THE EXERCISE
Pull out each line below that contains the word "banner" and copy it in full.

* START PROVIDED MATERIAL *

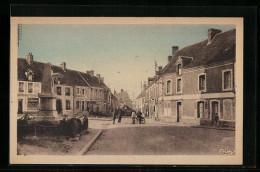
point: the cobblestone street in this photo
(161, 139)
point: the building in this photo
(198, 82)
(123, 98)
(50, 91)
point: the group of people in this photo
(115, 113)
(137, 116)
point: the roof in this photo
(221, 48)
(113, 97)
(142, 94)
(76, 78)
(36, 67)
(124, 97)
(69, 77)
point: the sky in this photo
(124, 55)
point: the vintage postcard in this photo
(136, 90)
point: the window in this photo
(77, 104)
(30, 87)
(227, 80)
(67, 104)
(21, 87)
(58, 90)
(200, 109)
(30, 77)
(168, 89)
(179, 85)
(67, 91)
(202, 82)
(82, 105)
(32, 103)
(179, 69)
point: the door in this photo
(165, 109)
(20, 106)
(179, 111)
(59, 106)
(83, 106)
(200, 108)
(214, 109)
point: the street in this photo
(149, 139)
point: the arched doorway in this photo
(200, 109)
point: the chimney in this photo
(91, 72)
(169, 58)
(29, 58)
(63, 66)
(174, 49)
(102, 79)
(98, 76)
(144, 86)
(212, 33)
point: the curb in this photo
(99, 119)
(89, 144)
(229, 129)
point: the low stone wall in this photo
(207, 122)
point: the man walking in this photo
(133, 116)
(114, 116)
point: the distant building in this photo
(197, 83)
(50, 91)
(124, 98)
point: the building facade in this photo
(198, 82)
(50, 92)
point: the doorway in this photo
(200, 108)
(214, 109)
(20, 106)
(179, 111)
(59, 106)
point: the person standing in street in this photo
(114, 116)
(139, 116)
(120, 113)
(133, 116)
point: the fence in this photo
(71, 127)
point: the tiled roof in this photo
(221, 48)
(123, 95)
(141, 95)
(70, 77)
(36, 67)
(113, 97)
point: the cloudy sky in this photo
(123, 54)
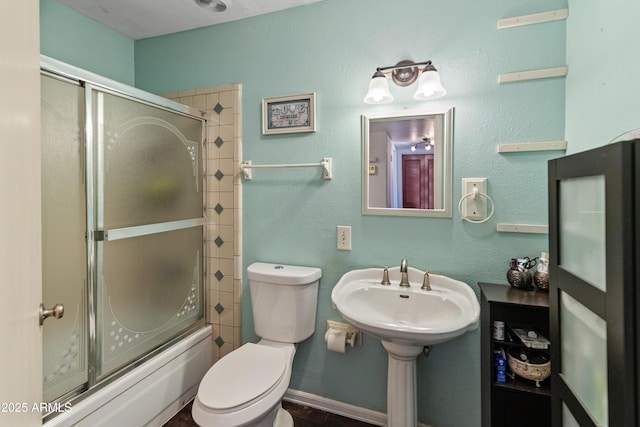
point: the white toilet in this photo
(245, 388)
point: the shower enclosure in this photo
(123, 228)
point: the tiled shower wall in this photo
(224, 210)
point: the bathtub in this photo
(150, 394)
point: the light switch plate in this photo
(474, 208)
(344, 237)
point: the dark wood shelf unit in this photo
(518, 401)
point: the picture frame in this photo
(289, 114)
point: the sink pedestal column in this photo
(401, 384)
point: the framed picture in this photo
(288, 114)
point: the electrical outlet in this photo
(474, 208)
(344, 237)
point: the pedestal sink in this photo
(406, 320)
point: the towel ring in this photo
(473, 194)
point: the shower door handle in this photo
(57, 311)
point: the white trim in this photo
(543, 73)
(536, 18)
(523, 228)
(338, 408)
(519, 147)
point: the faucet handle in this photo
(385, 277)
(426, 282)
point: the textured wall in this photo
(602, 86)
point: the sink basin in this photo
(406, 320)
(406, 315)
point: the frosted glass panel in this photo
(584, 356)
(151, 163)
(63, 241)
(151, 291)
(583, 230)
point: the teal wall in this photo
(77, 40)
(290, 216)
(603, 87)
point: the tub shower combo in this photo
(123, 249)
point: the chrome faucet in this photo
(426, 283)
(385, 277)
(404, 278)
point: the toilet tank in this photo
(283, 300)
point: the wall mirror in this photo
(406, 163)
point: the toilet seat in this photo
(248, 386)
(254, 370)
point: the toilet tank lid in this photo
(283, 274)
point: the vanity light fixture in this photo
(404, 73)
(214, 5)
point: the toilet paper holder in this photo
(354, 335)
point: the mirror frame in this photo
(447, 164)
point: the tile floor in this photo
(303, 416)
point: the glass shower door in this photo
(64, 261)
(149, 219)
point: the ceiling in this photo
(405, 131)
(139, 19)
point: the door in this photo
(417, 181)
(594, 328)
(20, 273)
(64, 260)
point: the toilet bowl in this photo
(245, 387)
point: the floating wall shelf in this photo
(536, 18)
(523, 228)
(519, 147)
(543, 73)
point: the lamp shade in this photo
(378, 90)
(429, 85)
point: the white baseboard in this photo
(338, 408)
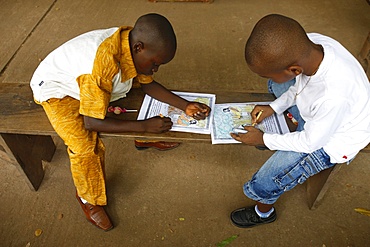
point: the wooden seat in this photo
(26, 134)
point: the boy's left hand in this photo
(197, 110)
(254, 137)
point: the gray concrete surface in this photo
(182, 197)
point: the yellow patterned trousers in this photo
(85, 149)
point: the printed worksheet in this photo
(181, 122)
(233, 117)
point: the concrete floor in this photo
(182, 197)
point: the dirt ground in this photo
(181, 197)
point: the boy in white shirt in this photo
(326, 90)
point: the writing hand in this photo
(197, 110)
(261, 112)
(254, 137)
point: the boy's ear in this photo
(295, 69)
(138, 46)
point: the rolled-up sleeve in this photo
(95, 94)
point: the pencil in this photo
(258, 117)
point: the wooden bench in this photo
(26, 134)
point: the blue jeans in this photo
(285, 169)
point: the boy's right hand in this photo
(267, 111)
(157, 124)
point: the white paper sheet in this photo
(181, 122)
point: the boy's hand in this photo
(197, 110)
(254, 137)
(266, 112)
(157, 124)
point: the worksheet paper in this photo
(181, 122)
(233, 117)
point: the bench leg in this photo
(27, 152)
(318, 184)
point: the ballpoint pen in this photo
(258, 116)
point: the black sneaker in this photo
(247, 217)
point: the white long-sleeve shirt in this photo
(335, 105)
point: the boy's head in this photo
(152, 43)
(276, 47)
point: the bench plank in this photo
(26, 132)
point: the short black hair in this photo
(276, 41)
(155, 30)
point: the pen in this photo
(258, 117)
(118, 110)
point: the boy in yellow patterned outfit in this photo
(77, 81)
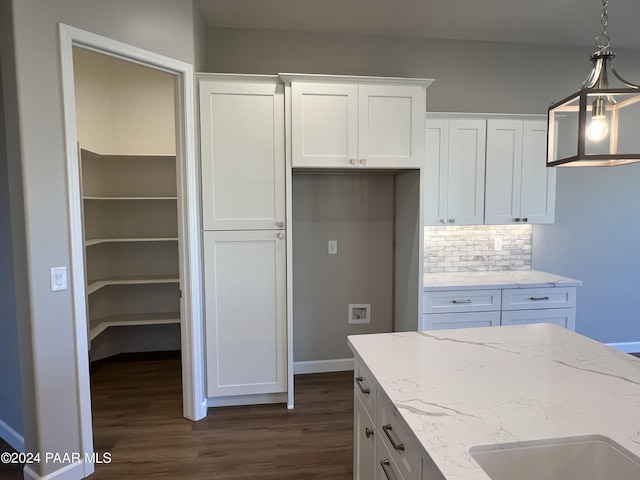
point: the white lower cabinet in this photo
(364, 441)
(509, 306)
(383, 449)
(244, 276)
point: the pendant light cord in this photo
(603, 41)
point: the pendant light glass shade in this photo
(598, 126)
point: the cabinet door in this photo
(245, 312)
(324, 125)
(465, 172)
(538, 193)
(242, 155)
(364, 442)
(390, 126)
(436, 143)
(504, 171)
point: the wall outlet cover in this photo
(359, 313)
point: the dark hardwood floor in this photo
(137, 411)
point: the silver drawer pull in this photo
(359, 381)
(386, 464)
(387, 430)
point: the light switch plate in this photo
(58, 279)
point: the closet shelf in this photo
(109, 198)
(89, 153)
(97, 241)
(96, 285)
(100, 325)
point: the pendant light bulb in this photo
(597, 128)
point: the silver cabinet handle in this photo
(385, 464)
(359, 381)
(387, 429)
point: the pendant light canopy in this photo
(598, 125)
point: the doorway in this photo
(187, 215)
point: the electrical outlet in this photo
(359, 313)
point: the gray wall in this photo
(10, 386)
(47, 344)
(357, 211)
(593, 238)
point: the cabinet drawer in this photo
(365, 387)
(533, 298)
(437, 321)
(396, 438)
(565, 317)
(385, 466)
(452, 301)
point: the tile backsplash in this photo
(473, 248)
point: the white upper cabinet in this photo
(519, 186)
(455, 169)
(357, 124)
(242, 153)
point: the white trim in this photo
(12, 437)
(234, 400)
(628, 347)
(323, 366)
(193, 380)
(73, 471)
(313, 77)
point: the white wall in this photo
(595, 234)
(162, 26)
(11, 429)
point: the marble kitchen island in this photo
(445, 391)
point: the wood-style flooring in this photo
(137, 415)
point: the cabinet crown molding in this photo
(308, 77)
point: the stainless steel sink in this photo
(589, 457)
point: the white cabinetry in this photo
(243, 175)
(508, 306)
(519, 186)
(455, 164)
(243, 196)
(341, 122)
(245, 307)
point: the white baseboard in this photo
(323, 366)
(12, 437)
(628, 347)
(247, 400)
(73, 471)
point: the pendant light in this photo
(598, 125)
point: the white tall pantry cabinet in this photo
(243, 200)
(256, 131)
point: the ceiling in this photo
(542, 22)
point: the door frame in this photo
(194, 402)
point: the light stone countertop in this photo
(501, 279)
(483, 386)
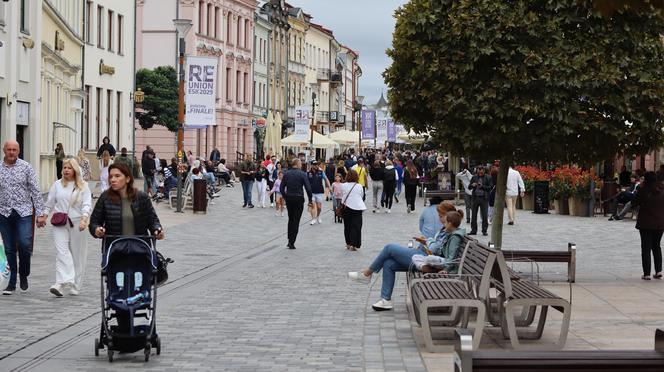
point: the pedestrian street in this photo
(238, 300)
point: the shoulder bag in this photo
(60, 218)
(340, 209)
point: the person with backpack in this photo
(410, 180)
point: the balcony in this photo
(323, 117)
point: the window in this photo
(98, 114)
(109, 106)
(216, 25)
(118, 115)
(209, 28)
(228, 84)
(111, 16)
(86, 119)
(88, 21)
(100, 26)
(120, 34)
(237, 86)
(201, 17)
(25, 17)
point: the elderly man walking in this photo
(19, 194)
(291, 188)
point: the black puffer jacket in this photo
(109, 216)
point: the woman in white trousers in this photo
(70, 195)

* END PROVIDED MATERIAL *
* START PROVIDED MATERIAL *

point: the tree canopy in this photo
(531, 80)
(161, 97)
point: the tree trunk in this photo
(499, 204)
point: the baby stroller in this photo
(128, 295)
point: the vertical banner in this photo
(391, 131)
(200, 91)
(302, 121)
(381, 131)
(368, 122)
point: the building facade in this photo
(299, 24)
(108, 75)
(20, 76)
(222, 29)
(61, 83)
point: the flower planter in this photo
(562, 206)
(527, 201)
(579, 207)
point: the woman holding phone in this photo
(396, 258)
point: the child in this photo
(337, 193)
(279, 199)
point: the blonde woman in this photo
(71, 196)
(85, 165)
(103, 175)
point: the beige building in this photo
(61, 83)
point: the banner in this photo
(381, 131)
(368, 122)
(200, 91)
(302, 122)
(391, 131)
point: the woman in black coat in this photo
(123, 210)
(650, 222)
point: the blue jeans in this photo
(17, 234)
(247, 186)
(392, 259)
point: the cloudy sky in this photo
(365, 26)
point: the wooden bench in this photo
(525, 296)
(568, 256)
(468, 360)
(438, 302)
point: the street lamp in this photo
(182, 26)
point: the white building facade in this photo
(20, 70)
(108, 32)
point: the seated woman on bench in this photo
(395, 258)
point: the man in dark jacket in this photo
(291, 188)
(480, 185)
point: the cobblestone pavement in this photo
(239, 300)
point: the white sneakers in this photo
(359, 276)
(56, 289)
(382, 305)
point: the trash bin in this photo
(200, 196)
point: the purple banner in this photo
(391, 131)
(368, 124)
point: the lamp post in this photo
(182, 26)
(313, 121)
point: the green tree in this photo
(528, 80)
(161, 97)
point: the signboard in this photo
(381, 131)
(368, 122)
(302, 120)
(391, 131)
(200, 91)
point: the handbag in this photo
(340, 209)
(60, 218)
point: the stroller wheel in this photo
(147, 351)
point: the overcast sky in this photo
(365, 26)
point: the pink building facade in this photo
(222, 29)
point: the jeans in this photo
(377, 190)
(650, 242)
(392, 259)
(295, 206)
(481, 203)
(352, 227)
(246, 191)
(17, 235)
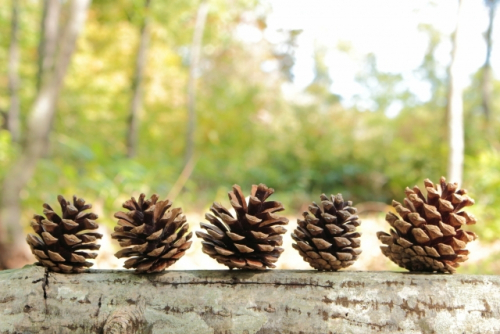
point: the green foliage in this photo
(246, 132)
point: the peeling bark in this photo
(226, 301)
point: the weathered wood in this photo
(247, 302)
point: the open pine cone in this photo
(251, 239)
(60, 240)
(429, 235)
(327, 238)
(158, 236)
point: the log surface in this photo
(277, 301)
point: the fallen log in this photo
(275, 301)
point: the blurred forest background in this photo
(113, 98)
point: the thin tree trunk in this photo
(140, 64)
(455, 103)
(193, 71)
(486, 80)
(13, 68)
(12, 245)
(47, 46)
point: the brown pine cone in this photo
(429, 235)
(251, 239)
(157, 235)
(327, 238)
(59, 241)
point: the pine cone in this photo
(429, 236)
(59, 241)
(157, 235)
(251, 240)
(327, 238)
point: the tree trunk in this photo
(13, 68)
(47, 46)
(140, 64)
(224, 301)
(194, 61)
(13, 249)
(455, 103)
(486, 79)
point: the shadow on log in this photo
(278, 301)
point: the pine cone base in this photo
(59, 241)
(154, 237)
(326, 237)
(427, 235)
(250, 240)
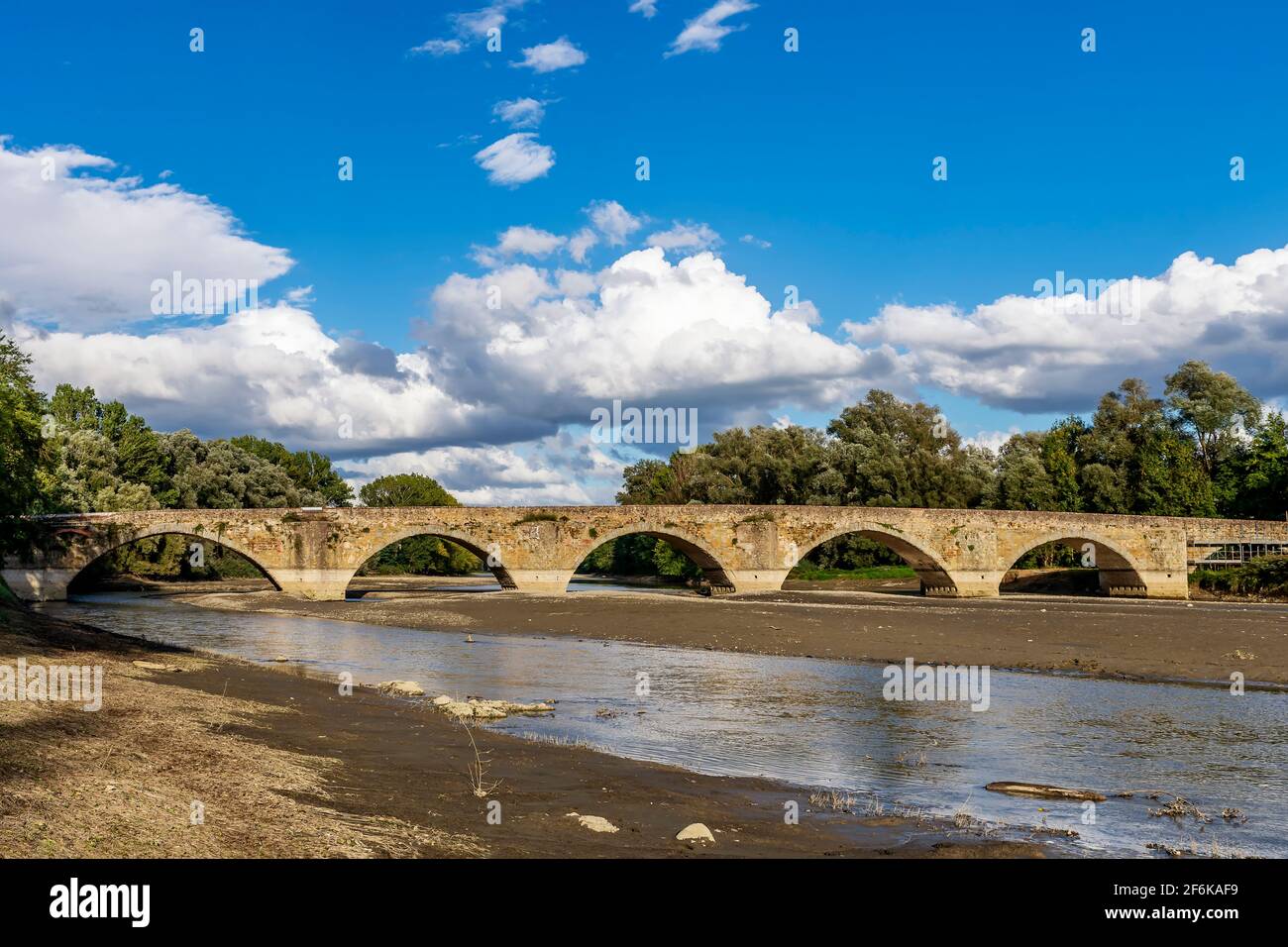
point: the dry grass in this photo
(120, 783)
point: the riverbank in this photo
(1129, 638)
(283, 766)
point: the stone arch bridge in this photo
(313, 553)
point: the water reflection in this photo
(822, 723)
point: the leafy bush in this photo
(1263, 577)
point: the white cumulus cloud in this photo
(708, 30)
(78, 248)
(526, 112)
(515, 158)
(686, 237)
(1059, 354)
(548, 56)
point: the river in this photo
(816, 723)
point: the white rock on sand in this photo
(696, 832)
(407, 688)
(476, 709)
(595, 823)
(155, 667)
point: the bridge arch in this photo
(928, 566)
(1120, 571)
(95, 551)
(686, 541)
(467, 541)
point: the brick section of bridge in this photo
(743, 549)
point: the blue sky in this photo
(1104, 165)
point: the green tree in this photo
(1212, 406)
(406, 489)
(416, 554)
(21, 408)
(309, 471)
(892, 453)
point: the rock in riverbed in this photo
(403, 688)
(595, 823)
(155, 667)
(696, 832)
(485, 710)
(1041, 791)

* END PROVIDED MATERIAL *

FULL SOLUTION
point: the vertical banner in this photo
point: the banner in this photo
point: the purple banner in this photo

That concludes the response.